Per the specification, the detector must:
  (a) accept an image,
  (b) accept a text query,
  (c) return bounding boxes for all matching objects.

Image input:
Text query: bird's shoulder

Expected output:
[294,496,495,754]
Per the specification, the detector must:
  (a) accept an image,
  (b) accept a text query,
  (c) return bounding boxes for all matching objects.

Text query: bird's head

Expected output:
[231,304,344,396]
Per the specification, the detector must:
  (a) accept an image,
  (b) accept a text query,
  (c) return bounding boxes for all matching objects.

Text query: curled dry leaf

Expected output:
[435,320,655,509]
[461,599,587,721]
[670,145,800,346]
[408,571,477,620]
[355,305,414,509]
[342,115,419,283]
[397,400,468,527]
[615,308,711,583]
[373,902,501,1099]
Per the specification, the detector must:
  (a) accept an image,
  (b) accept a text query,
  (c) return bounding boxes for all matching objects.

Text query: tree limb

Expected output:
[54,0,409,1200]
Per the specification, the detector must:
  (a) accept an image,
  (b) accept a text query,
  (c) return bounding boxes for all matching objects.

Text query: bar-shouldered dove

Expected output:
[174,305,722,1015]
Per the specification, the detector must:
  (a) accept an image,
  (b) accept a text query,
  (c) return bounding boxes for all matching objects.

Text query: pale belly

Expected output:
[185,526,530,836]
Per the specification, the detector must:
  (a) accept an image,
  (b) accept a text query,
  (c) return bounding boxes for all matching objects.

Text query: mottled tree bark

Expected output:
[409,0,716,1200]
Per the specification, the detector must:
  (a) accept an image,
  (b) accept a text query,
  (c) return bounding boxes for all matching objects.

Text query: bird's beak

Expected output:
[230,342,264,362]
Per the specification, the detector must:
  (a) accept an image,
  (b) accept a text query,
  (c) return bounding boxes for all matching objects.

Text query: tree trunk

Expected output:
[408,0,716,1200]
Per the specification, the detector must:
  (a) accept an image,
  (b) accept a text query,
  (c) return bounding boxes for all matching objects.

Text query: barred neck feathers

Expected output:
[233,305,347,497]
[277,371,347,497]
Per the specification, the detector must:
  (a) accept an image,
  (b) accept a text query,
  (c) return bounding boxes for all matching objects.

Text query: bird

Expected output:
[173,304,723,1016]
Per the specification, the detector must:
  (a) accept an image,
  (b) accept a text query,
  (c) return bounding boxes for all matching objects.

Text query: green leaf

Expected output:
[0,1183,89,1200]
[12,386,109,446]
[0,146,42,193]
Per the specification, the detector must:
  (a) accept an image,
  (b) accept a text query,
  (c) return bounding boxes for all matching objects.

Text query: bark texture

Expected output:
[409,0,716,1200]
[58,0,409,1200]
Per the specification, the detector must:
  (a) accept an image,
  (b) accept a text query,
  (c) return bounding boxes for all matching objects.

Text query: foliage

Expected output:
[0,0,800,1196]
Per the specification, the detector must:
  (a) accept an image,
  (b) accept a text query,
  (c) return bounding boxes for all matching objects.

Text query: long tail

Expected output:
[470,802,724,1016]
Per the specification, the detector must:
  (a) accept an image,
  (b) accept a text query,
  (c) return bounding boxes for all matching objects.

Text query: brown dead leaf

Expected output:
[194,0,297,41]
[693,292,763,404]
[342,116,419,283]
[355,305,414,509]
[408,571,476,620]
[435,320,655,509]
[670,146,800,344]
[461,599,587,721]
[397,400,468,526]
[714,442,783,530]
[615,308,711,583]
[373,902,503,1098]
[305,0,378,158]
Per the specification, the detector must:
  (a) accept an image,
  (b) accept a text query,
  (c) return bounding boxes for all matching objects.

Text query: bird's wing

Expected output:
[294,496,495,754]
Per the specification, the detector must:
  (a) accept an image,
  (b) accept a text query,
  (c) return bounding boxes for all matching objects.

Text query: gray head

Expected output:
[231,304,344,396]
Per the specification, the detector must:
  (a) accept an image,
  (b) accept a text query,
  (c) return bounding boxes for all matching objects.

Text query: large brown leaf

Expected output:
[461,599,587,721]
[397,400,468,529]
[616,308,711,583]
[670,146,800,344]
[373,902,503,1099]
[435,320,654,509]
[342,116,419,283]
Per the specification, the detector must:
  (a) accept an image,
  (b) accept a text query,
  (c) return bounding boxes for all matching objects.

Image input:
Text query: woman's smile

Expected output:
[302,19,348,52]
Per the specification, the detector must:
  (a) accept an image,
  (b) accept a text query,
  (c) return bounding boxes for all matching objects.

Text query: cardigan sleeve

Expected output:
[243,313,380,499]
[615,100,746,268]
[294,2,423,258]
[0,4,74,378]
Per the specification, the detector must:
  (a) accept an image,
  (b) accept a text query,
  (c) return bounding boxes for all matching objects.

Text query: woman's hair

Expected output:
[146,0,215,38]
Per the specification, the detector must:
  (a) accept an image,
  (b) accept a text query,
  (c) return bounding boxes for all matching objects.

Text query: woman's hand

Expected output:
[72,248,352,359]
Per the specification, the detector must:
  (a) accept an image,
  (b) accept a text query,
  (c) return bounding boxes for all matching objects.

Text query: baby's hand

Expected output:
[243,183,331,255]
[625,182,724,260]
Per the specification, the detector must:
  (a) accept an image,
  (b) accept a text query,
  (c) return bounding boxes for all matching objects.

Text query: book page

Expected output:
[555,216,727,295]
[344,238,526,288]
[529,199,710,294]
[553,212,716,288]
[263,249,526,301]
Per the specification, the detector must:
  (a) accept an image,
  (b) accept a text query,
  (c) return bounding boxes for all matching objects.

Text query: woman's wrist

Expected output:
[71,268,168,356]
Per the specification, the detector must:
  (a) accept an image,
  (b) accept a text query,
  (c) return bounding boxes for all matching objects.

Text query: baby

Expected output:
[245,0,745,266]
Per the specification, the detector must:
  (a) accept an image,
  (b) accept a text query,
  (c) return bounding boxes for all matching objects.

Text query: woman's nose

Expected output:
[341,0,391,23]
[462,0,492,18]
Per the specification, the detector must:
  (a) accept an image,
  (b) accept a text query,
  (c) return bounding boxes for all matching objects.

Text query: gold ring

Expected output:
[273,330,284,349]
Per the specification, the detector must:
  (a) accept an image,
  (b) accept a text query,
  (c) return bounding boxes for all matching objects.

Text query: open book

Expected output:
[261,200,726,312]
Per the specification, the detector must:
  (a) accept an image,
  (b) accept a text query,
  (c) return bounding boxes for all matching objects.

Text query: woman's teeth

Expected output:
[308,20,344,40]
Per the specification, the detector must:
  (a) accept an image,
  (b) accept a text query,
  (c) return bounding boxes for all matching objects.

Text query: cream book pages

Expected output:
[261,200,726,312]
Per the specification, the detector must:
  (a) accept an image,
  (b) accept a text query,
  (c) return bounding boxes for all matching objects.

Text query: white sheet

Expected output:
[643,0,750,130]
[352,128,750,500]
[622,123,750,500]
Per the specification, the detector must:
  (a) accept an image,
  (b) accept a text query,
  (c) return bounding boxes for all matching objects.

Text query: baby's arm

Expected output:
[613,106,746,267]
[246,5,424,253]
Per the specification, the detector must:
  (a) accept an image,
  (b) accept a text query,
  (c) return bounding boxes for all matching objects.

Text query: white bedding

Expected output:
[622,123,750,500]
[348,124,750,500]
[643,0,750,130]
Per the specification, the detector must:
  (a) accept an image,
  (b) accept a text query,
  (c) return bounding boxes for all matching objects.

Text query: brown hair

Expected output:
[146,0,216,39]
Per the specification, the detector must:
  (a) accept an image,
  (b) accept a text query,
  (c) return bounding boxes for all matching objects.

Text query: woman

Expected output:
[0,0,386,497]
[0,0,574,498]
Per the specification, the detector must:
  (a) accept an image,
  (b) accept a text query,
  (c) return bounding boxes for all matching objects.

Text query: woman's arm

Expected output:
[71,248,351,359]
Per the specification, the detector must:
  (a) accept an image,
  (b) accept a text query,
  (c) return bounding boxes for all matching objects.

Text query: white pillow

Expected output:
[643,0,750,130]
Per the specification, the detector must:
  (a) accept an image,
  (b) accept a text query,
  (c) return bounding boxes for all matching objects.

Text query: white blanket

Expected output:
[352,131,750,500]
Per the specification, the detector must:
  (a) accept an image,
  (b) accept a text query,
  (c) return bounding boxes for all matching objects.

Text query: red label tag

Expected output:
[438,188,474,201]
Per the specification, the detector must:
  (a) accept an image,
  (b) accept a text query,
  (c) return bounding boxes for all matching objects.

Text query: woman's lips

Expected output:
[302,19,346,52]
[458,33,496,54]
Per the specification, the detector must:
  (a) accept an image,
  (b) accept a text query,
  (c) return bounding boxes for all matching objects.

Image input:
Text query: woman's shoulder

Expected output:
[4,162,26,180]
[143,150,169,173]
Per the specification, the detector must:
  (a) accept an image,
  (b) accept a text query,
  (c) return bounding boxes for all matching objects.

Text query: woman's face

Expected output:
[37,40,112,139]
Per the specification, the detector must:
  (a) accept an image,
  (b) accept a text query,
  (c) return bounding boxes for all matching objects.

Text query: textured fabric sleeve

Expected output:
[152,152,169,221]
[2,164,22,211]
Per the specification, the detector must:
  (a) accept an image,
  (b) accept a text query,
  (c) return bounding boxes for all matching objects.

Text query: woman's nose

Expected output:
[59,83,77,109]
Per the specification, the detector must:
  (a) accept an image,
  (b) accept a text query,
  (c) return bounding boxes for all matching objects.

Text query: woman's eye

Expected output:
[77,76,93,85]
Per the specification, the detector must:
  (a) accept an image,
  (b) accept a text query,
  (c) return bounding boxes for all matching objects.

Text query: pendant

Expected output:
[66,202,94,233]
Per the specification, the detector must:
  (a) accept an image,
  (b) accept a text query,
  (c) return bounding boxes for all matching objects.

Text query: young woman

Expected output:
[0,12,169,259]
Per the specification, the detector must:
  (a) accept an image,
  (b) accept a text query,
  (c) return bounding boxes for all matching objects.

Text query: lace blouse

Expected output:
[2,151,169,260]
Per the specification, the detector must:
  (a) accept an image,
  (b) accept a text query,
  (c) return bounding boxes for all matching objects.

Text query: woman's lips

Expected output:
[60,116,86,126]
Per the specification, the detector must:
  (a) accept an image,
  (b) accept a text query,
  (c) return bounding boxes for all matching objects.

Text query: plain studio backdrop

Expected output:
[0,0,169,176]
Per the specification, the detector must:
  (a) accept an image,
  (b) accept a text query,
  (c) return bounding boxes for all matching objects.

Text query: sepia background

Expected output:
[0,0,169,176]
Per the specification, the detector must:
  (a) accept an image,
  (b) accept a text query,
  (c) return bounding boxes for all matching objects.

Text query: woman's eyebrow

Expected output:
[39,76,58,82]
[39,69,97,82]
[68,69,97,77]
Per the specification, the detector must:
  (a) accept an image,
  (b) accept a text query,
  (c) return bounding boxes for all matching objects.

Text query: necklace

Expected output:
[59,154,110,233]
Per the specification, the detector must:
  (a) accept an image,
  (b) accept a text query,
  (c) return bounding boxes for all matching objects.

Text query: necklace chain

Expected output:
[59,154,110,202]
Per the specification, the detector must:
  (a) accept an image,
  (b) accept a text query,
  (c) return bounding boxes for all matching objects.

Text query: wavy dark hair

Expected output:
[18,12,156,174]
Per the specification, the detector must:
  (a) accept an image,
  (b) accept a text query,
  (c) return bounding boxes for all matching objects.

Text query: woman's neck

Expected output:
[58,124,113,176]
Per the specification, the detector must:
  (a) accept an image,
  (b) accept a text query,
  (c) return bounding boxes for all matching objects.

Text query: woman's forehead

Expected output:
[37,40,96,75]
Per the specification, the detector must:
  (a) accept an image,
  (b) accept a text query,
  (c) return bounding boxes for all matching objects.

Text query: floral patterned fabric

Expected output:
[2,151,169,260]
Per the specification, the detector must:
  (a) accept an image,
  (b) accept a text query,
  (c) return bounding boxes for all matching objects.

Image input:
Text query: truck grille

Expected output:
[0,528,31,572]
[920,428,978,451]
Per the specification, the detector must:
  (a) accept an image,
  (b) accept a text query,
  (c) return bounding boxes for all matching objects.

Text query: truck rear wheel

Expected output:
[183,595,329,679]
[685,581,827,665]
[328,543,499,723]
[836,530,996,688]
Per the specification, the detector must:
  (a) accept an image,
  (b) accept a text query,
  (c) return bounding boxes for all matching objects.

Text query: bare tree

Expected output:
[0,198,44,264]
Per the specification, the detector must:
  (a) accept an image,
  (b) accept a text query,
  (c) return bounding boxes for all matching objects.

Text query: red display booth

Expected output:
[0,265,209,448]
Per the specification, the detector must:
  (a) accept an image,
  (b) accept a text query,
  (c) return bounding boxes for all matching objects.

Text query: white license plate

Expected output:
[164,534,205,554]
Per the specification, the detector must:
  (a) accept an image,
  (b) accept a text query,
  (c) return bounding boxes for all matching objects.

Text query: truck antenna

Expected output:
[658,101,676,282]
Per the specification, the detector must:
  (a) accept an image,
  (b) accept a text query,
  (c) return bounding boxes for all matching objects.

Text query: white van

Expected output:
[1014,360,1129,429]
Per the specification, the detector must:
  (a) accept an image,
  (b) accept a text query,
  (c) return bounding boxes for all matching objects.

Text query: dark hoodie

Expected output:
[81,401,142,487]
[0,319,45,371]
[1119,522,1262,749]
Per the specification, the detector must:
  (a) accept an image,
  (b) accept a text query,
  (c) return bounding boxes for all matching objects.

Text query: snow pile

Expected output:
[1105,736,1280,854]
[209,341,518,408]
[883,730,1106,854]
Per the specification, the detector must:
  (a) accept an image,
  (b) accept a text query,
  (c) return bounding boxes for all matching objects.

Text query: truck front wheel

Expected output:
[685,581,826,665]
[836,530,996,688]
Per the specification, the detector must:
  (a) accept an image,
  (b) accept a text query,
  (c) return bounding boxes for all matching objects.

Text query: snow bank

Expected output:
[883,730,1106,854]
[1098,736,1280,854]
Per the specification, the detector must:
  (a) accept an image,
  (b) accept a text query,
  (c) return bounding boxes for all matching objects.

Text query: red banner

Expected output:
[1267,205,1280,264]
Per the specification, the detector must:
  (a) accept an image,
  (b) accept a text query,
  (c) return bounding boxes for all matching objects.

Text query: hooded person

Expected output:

++++

• **Directions**
Write out the items from the start through the line that contains "[373,902,501,1099]", inclusive, with every line exactly as it appears.

• **Right answer**
Per the specification, the detector must:
  (a) accept an image,
  (b) accept a text query,
  (c) return bounding boxes for all matching objects.

Image input:
Text query: bird's shoulder

Expected output:
[294,496,495,754]
Per the specification, the detector must:
  (a) accept an image,
  (b) accept a text query,
  (c) return bounding boxes for all matching objects.

Text query: bird's head

Expected output:
[231,304,344,396]
Per the specification, the detector must:
  (a) accept an image,
  (b) accept a text query,
  (c) return bounding boxes for all matching objects.

Text query: curled dry leaf

Expected output:
[435,320,655,509]
[461,599,587,721]
[670,145,800,346]
[408,571,477,620]
[355,305,414,509]
[342,115,419,283]
[397,400,468,527]
[615,308,711,583]
[373,902,501,1099]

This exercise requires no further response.